*TO DO*.
• A. Answer these questions using the news text on Russia and Georgia:
(i) Which country brokered the ceasefire?
(ii) How far is Gori from South Ossetia?
(iii) In what city did Mr Bush speak?
• B. Transcribe the part of the news text on Russia and Georgia between "Dozens of Russian" and "deeper into Georgia.", inclusive.
• C. According to the news text on Russia and Georgia, why did the Kremlin and Georgia agree to the ceasefire? Answer in one to three sentences.

::: TEXT BLOCK

Bush aid pledge as Russian manoeuvres continues
A Russian military convoy defied a cease-fire agreement and rolled through a strategically important city in the former Soviet republic of Georgia, which claimed fresh looting and bombing by the Russians and their allies.
US president George Bush said a massive aid package was on the way for tens of thousands uprooted in the conflict and demanded that Russia “keep its word and act to end this crisis”.
“The United States stands with the democratically elected government of Georgia and insists that the sovereignty and territorial integrity of Georgia be respected,” Mr Bush said sternly in Washington.
One day after the Kremlin and its smaller neighbour agreed to a French-brokered ceasefire to end the dispute over two pro-Russian breakaway territories, the pact appeared fragile at best.
Dozens of Russian trucks and armoured vehicles left the city of Gori, some 20 miles south of the separatist region of South Ossetia and home of a key highway that divides Georgia in two, and moving deeper into Georgia.

::::::
::: DATA EXCERPT

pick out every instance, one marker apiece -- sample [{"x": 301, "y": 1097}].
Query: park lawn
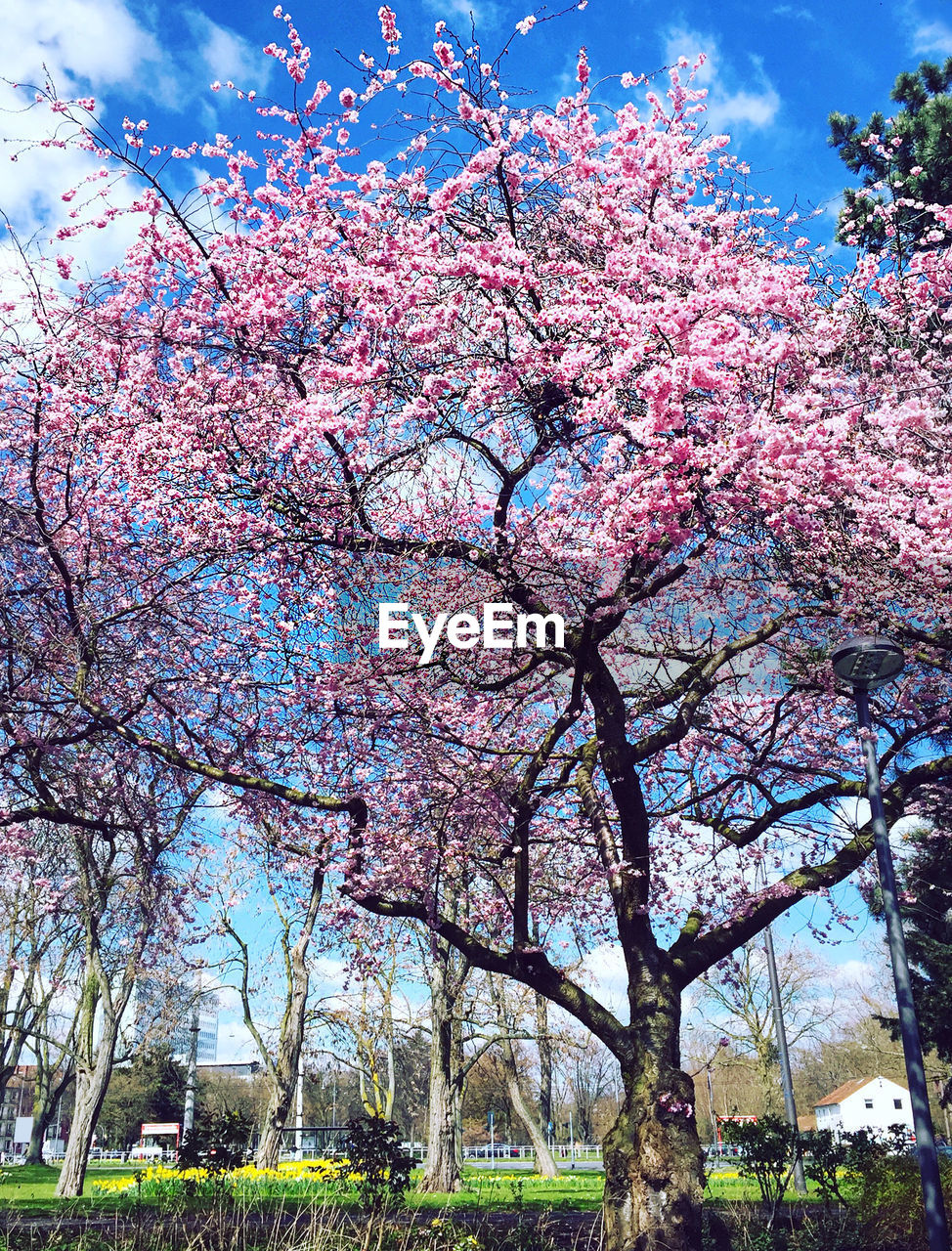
[{"x": 30, "y": 1188}]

::::::

*ANSWERS TO THE TASKS*.
• A.
(i) France
(ii) Some 20 miles (Gori lies south of South Ossetia)
(iii) Washington

• B.
Dozens of Russian trucks and armoured vehicles left the city of Gori, some 20 miles south of the separatist region of South Ossetia and home of a key highway that divides Georgia in two, and moving deeper into Georgia.

• C. They agreed to the French-brokered ceasefire to end the dispute over two pro-Russian breakaway territories.